- Text block -
----------

(Kitco News) Gold and bitcoin — one of the few assets that have posted solid gains in 2020 — remain the “top candidates to advance” this year, according to Bloomberg Intelligence’s latest commodity outlook.
“Among the few assets up in this tumultuous year, gold and bitcoin are building foundations for further price appreciation. The metal and the crypto remain our top candidates to advance in 2020, with added rally fuel from Covid-19,” Bloomberg Intelligence senior commodity strategist Mike McGlone said this week.
Both gold and bitcoin have been busy building a strong base and securing positions above $1,700 an ounce (gold) and above $9,000 (bitcoin), McGlone stated.
“Our graphic depicts gold consolidating above what had been key resistance of $1,700 an ounce before the March swoon. Every day that passes above this level builds a firmer base for the metal to make the next move in its stair-step rally. Bitcoin is in a similar consolidation between $9,000-$10,000. We view the benchmark crypto as a resting bull that likely needs something to change significantly in its 10-or-so-year history to not just resume doing what it was doing: appreciating. If the stock market rolls over, gold and Bitcoin should gain buoyancy,” the strategists said.
Gold also has the upper hand versus everything else in the commodity space. It has room to move higher and eventually hit new record highs, added McGlone.

----------

Image-grounded pointing data

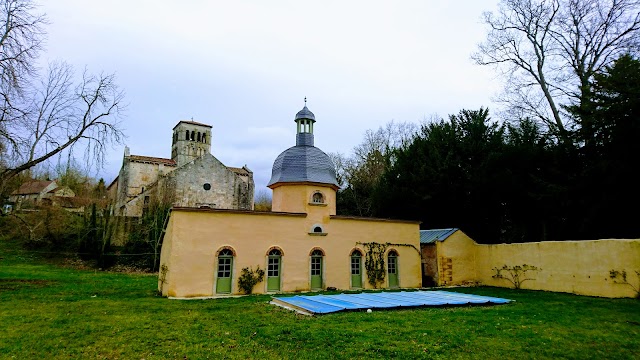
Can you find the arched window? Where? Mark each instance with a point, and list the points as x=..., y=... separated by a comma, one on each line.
x=356, y=269
x=274, y=264
x=317, y=198
x=317, y=229
x=392, y=268
x=316, y=269
x=225, y=267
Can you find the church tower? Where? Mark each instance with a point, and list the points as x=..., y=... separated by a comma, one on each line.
x=190, y=141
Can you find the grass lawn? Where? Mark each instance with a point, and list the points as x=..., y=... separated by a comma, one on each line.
x=48, y=311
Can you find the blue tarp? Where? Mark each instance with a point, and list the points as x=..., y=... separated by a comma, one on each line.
x=323, y=304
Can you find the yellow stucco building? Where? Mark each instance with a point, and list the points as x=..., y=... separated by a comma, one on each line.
x=302, y=244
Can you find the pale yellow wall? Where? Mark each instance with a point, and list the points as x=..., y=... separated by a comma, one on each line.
x=456, y=259
x=580, y=267
x=297, y=198
x=194, y=236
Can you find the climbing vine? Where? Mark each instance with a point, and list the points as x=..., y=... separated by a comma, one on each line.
x=374, y=261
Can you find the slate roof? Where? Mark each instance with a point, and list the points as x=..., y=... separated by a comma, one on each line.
x=152, y=160
x=32, y=187
x=431, y=236
x=192, y=123
x=305, y=114
x=303, y=163
x=239, y=171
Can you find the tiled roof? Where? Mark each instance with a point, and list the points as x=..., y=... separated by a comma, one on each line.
x=192, y=123
x=32, y=187
x=431, y=236
x=152, y=160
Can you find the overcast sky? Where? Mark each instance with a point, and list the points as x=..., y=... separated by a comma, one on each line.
x=244, y=67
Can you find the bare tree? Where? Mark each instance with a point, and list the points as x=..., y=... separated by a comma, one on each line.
x=43, y=116
x=549, y=50
x=21, y=40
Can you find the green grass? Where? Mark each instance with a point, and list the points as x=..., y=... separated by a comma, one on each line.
x=48, y=311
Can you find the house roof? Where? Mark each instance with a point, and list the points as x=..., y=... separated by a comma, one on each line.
x=433, y=235
x=152, y=160
x=32, y=187
x=58, y=189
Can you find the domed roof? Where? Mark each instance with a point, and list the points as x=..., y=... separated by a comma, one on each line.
x=303, y=164
x=305, y=114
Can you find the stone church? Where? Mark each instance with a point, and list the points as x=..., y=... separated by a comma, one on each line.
x=191, y=178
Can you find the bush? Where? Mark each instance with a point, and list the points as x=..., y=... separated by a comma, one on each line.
x=249, y=278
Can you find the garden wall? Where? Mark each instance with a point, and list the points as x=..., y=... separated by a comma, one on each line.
x=579, y=267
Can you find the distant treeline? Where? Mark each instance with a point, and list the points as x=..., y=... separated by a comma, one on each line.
x=512, y=181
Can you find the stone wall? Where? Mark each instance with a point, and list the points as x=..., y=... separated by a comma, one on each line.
x=579, y=267
x=225, y=189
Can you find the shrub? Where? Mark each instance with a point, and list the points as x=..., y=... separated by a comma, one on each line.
x=249, y=278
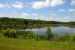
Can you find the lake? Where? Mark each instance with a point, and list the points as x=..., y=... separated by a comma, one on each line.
x=55, y=30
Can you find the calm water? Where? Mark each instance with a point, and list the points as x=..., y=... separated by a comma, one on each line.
x=55, y=30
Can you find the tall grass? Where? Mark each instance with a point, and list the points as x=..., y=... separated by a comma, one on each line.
x=21, y=44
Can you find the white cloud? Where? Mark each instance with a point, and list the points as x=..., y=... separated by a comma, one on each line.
x=46, y=3
x=62, y=10
x=71, y=10
x=4, y=5
x=56, y=2
x=25, y=14
x=73, y=2
x=39, y=5
x=18, y=5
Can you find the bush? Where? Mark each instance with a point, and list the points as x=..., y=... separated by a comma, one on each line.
x=48, y=35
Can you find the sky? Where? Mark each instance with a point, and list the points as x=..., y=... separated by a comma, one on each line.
x=50, y=10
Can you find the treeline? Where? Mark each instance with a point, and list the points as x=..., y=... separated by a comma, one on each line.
x=49, y=36
x=28, y=23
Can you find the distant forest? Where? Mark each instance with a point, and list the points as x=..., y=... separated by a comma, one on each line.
x=29, y=23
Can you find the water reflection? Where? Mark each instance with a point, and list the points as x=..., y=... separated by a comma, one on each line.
x=55, y=30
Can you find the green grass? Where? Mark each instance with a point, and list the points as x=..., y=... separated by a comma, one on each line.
x=22, y=44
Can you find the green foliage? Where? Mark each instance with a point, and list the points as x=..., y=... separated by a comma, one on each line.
x=48, y=35
x=36, y=37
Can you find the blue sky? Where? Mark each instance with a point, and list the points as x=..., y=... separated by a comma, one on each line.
x=51, y=10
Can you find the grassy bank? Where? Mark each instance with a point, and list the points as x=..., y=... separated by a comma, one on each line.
x=22, y=44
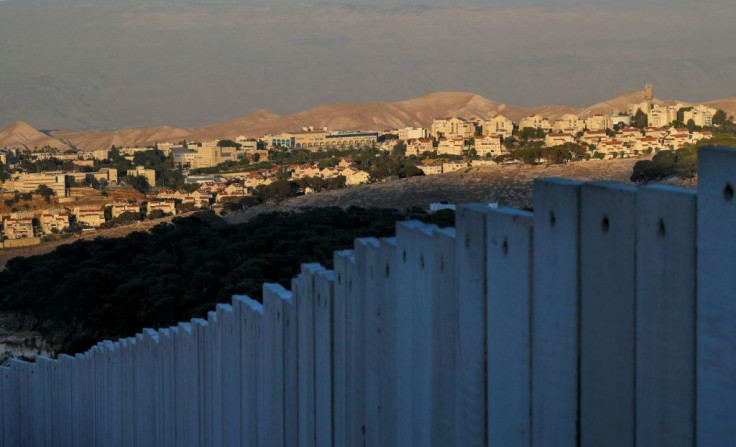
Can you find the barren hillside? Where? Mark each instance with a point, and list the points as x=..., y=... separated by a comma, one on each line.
x=368, y=116
x=24, y=136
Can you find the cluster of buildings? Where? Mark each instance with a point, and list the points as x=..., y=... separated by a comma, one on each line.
x=608, y=135
x=312, y=139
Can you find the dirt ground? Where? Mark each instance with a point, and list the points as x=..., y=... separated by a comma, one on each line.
x=509, y=185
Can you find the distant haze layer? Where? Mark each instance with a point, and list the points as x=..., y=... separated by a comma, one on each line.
x=127, y=65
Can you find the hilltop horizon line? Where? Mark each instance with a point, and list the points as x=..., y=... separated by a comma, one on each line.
x=379, y=115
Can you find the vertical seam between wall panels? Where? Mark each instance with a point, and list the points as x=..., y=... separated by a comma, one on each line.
x=486, y=249
x=635, y=215
x=530, y=314
x=579, y=305
x=694, y=416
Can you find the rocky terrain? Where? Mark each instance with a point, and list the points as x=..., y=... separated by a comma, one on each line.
x=509, y=186
x=417, y=112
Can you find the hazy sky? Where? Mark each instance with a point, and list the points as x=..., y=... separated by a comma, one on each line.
x=120, y=64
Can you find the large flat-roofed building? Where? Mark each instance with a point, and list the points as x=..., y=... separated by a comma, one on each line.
x=451, y=128
x=51, y=220
x=167, y=206
x=701, y=115
x=89, y=215
x=489, y=145
x=498, y=125
x=119, y=208
x=320, y=139
x=568, y=123
x=18, y=226
x=149, y=174
x=30, y=182
x=210, y=155
x=413, y=133
x=659, y=116
x=598, y=122
x=536, y=121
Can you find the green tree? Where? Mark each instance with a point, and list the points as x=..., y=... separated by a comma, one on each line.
x=139, y=183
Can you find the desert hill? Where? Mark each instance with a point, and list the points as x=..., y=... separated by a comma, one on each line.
x=24, y=136
x=375, y=115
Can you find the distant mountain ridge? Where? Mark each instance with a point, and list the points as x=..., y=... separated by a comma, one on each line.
x=416, y=112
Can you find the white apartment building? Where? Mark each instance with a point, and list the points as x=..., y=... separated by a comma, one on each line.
x=452, y=128
x=413, y=133
x=598, y=122
x=568, y=123
x=701, y=115
x=499, y=125
x=535, y=122
x=489, y=145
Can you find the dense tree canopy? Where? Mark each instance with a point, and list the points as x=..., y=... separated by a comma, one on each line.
x=109, y=288
x=681, y=162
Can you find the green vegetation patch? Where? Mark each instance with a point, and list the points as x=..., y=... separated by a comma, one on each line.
x=90, y=291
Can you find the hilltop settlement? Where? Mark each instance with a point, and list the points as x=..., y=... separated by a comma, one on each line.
x=50, y=193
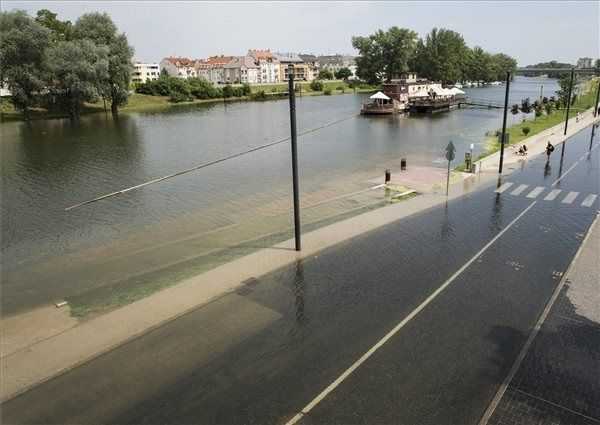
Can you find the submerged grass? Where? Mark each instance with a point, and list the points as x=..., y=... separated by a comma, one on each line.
x=109, y=297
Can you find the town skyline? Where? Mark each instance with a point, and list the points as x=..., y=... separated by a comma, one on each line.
x=264, y=25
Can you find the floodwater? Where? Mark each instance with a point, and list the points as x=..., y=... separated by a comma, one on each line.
x=50, y=165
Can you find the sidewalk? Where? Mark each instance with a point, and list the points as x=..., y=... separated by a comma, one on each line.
x=558, y=381
x=73, y=344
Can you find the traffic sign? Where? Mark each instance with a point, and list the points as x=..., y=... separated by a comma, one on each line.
x=450, y=149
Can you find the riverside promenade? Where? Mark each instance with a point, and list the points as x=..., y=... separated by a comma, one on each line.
x=63, y=343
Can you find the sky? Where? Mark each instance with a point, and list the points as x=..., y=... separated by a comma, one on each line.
x=531, y=32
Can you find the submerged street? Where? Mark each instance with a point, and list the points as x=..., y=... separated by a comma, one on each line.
x=440, y=302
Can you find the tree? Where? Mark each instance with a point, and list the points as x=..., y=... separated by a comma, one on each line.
x=22, y=45
x=325, y=74
x=442, y=56
x=100, y=29
x=76, y=67
x=385, y=54
x=60, y=30
x=343, y=74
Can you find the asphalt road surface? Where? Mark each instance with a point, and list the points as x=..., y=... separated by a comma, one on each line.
x=417, y=322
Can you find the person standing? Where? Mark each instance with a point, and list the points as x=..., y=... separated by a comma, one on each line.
x=549, y=150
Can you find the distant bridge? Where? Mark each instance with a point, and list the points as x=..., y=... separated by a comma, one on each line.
x=520, y=71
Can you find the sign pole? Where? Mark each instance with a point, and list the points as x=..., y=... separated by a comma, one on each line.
x=294, y=132
x=450, y=149
x=504, y=123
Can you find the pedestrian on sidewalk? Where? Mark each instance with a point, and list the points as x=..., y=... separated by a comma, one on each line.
x=549, y=150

----------

- Check your understanding -
1 > List every dollar figure named in the gold and bitcoin article.
2 > Write the next paragraph of the gold and bitcoin article, picking up after its final sentence.

- Answers for the exercise -
1 >
$1,700
$9,000
$10,000

2 >
“Gold should be a primary beneficiary of more aggressive fiscal and monetary stimulus needed to arrest commodity price deflation … Depression-like global conditions should press the BCOM below the 2016 trough and gold above its all-time high, about $1,900 an ounce,” he said. “There’s little to stop the gold [going] up.”
One of the main drivers for gold long-term will be global deflationary forces, the report added.
“Enduring U.S.-China trade tension and an unlikely V-shaped global economic recovery keep our price view as unfavorable for broad commodities and favorable for gold. We see little to prevent the metal from reaching all-time highs and the Bloomberg Commodity Spot Index from extending its 2016 low,” McGlone noted. “The coronavirus is creating almost perfect conditions for commodity price deflation, central-bank easing and rising gold prices, in our view. An elusive end in sight for global quantitative easing should eventually spur commodity inflation, and most end-game scenarios point to gold as a primary beneficiary.”
Gold will also maintain its upper hand versus silver as the yellow metal continues to outperform this year.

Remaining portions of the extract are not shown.